## [Instructions for the task]
Where the records below show a line containing "Annotation guideline. For every instance of the dirt", start copying; end with the line containing "Annotation guideline. For every instance of the concrete", and copy it too.

*** Extracted information Section Begins ***

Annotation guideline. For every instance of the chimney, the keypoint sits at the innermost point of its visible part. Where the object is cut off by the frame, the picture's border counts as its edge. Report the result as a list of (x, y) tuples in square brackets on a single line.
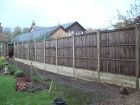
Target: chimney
[(0, 28)]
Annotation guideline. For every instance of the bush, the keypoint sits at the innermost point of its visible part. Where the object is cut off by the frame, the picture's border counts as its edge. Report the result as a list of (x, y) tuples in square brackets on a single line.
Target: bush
[(2, 62), (19, 74), (11, 69)]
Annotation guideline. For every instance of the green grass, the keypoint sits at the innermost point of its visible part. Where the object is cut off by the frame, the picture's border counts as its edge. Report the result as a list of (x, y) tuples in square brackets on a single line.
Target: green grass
[(8, 95)]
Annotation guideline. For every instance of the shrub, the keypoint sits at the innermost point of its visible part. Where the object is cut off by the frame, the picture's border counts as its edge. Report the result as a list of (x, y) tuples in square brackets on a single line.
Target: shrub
[(19, 74), (11, 69), (2, 62)]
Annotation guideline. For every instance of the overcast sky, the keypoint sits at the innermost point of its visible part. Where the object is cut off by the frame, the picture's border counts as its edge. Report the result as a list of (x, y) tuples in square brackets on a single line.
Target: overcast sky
[(89, 13)]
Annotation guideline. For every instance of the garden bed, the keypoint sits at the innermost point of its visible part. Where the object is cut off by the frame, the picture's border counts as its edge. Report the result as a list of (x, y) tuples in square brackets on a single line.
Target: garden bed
[(74, 91)]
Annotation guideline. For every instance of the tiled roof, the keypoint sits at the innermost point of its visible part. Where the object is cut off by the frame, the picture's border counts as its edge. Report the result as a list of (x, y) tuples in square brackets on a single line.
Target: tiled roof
[(36, 35), (3, 38), (65, 26)]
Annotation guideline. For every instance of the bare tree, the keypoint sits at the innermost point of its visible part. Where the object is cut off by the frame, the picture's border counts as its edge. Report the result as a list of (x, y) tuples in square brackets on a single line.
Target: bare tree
[(131, 16)]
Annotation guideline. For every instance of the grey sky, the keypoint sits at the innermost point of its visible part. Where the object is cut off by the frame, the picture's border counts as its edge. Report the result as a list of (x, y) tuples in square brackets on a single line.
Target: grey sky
[(89, 13)]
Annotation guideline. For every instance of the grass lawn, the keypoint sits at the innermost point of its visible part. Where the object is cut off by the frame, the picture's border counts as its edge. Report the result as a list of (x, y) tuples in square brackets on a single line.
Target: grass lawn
[(8, 95)]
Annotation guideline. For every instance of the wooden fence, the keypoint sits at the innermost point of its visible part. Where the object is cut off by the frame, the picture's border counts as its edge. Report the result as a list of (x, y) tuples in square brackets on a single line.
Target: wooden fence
[(114, 51)]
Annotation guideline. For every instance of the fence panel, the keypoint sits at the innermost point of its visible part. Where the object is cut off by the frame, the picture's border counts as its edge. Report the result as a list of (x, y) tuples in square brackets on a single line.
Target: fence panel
[(118, 52)]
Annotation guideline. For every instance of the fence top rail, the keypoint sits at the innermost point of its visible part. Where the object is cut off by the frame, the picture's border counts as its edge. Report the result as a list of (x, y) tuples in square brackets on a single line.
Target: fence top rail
[(116, 30)]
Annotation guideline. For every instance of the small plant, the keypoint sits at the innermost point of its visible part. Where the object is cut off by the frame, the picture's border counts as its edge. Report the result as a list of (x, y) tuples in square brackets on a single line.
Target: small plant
[(2, 62), (19, 74), (11, 69)]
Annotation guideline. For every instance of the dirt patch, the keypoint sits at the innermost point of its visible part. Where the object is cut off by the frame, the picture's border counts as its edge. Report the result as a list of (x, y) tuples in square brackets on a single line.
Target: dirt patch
[(25, 84), (132, 99)]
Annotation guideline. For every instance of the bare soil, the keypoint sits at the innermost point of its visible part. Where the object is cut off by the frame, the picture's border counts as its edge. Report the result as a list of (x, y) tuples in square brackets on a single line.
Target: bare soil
[(112, 91)]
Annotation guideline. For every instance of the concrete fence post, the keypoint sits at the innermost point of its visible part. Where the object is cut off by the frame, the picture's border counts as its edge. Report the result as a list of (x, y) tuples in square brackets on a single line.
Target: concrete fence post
[(35, 49), (22, 50), (56, 56), (28, 51), (98, 54), (14, 50), (137, 50), (44, 50), (73, 47), (18, 49)]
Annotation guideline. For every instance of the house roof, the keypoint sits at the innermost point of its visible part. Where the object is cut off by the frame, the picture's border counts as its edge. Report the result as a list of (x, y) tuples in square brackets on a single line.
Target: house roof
[(3, 37), (68, 25), (41, 32), (38, 34)]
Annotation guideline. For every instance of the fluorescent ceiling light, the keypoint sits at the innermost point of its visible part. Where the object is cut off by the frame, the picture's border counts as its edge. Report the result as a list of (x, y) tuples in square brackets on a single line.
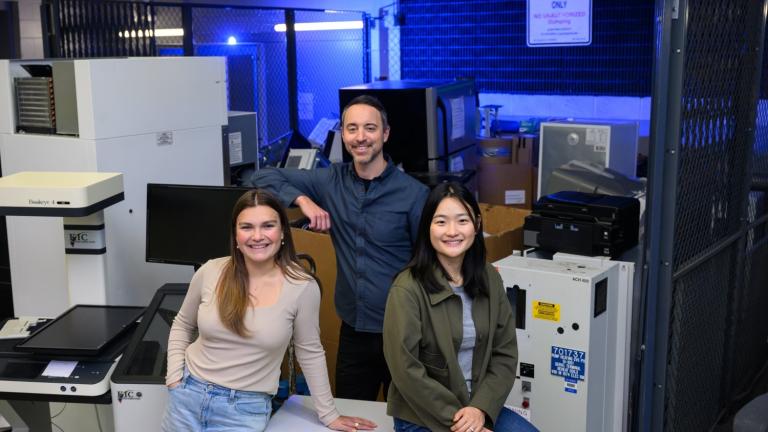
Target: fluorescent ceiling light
[(173, 32), (325, 25)]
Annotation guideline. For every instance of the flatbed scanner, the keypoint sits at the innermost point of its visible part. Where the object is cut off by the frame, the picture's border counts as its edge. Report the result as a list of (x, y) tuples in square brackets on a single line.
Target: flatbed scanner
[(583, 224)]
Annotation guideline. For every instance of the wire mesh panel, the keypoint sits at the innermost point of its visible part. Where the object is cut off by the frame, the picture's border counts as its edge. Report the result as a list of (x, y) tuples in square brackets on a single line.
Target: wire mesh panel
[(712, 271), (326, 60), (103, 29), (750, 322), (696, 350), (391, 22), (169, 31), (256, 61), (717, 125), (443, 39)]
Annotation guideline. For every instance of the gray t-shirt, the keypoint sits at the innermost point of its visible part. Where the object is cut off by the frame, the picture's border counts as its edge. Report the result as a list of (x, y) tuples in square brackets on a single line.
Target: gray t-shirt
[(468, 337)]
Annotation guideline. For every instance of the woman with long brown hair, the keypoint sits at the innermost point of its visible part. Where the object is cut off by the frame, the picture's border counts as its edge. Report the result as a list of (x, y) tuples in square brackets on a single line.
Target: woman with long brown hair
[(228, 340)]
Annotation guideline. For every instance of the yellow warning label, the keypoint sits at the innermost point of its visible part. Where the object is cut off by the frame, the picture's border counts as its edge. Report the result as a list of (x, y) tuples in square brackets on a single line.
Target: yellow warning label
[(547, 311)]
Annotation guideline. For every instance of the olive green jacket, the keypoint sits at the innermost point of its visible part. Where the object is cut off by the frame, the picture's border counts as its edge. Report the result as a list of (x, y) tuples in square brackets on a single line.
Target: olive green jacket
[(422, 336)]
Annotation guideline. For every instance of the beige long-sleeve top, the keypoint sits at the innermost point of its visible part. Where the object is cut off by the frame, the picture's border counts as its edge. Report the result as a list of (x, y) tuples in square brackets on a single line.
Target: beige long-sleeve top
[(250, 363)]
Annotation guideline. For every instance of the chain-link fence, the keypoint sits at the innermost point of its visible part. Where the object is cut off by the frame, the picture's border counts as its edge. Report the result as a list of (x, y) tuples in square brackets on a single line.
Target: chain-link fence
[(710, 276), (325, 62), (487, 40), (84, 28)]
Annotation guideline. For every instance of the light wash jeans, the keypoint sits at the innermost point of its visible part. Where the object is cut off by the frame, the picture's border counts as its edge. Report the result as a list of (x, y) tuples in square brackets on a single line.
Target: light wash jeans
[(198, 406), (508, 421)]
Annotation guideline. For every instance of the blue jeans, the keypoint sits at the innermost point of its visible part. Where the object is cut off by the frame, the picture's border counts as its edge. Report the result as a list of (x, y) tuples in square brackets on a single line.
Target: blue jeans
[(508, 421), (198, 406)]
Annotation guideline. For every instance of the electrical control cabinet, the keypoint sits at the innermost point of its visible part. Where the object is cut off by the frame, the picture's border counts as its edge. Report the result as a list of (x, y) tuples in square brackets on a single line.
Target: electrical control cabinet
[(572, 336)]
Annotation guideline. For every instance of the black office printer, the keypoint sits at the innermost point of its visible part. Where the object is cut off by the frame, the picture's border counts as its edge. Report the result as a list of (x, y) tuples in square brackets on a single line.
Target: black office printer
[(583, 224)]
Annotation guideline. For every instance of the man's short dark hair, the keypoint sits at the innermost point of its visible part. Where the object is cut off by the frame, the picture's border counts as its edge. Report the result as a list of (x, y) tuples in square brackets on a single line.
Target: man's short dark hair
[(370, 101)]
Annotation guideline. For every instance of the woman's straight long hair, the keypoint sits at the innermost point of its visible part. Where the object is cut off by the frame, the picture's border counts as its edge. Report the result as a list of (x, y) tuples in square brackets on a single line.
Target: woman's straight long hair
[(424, 261), (232, 287)]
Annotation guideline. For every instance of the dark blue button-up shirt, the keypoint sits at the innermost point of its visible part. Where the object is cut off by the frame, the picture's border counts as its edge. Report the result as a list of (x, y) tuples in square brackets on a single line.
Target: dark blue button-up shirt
[(372, 231)]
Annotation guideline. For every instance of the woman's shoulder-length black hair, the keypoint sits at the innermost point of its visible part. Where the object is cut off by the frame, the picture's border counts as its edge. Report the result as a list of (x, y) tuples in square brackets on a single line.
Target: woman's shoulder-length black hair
[(424, 260)]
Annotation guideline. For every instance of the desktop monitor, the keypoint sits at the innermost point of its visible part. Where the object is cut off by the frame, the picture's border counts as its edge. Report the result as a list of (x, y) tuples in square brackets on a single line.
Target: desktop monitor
[(189, 224)]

*** Extracted information Section Ends ***

## [Problem solution]
Annotation guideline. For every instance of the dirt patch, the keypoint sits at the innermost point of its visible part. Where the object is cut off by the frame, the picture's border counts as its edge. Report the result as a list of (x, y) tuples in square brackets on a single line.
Target: dirt patch
[(25, 84), (132, 99)]
Annotation guideline. For every instance of the bare soil, the keypoint sits at the innermost point of its visible part. Where the object is cut off by the frame, the picture's border counts as its edge. Report the result as a list of (x, y) tuples in square brackets on a single line.
Target: bare soil
[(112, 91)]
Annotation guideline. For every instance of the concrete fence post, the keypoint sits at the innermost point of its visible part. Where the object is cut off by the frame, the picture's border counts as its edge. Report the result as a list of (x, y) tuples in square brackets on a single line.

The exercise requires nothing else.